#### [The problem]
Write out all of the data below word for word, keeping every line unchanged.

Rows taken from a pointing dataset
>> begin

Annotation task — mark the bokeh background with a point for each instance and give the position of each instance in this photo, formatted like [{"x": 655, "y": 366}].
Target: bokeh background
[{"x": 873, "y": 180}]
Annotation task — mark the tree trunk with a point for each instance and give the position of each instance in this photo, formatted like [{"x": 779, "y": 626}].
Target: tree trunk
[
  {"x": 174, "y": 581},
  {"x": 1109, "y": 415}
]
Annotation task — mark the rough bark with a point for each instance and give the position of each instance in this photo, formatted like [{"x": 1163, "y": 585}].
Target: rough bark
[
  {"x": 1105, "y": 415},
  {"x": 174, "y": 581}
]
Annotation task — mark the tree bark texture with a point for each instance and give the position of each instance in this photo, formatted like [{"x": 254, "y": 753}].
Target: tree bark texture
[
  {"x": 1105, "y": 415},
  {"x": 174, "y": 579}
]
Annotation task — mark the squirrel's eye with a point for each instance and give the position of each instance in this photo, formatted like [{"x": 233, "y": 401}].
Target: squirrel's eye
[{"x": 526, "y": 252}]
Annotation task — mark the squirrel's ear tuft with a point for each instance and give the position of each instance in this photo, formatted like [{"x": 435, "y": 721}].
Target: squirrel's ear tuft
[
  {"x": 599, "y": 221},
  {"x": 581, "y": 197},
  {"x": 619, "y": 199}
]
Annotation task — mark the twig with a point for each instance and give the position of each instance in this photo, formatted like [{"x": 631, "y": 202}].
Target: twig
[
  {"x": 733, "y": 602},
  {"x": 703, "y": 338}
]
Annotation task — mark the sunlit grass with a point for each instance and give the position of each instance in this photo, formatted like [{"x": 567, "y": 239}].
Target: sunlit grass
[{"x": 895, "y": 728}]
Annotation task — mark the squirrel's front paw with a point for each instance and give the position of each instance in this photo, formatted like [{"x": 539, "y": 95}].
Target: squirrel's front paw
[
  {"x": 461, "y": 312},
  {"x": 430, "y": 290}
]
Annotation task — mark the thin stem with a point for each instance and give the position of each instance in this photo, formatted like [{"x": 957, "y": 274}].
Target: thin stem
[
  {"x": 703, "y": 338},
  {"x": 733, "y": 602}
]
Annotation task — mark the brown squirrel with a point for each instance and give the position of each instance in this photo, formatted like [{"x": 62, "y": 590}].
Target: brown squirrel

>> end

#### [Written answer]
Annotation task — mark the bokeh background with a point for each instance and give the position of each instance in this photo, formatted like [{"x": 655, "y": 366}].
Target: bokeh background
[{"x": 873, "y": 180}]
Annotation task — mark the tree trunk with a point for each instance and give the position of each instance in this photo, formatted like [{"x": 779, "y": 626}].
Target: tree trunk
[
  {"x": 174, "y": 581},
  {"x": 1109, "y": 415}
]
Annotation task — mark the rough bark with a point for each instance and give the position of each instance in this photo, formatted like [{"x": 1163, "y": 585}].
Target: rough bark
[
  {"x": 1105, "y": 415},
  {"x": 174, "y": 581}
]
Annotation task — mark the tree bark texture with a point for each instance and give the position of each instance in this photo, formatted like [{"x": 254, "y": 753}].
Target: tree bark texture
[
  {"x": 1105, "y": 415},
  {"x": 174, "y": 579}
]
Annotation task — mark the squirrel's eye with a point for each instance and give the position of each instance in this photo, formatted like [{"x": 233, "y": 401}].
Target: squirrel's eye
[{"x": 526, "y": 252}]
Annotation task — mark the squirrel's ear tuft with a point for each instance and give the position of each instance in this photo, formatted like [{"x": 435, "y": 721}].
Target: squirrel's ear tuft
[
  {"x": 599, "y": 221},
  {"x": 581, "y": 197},
  {"x": 619, "y": 199}
]
Annotation task — mark the twig with a point for each instance and give the position of each instance in this photo, formatted like [{"x": 631, "y": 202}].
Target: twig
[
  {"x": 733, "y": 602},
  {"x": 703, "y": 338}
]
Annotation task — mark the sunlit grass with a point for each instance and give the position of each instance in this photo, formatted like [{"x": 567, "y": 239}].
Target: sunlit grass
[{"x": 895, "y": 728}]
Annotation task — mark the squirrel's front paw with a point for each instance and give the position of each instance in this photo, formatted like [{"x": 539, "y": 95}].
Target: squirrel's front paw
[
  {"x": 461, "y": 312},
  {"x": 430, "y": 290}
]
Annotation task — mark the thin stem with a point for each instance and give the position of each instance in this photo, formatted like [{"x": 957, "y": 274}].
Target: thin stem
[
  {"x": 703, "y": 338},
  {"x": 733, "y": 602}
]
Annotation task — mark the brown squirrel with a point for each instance and give the position of each instance in this photo, formatted like [{"x": 62, "y": 590}].
Target: brown squirrel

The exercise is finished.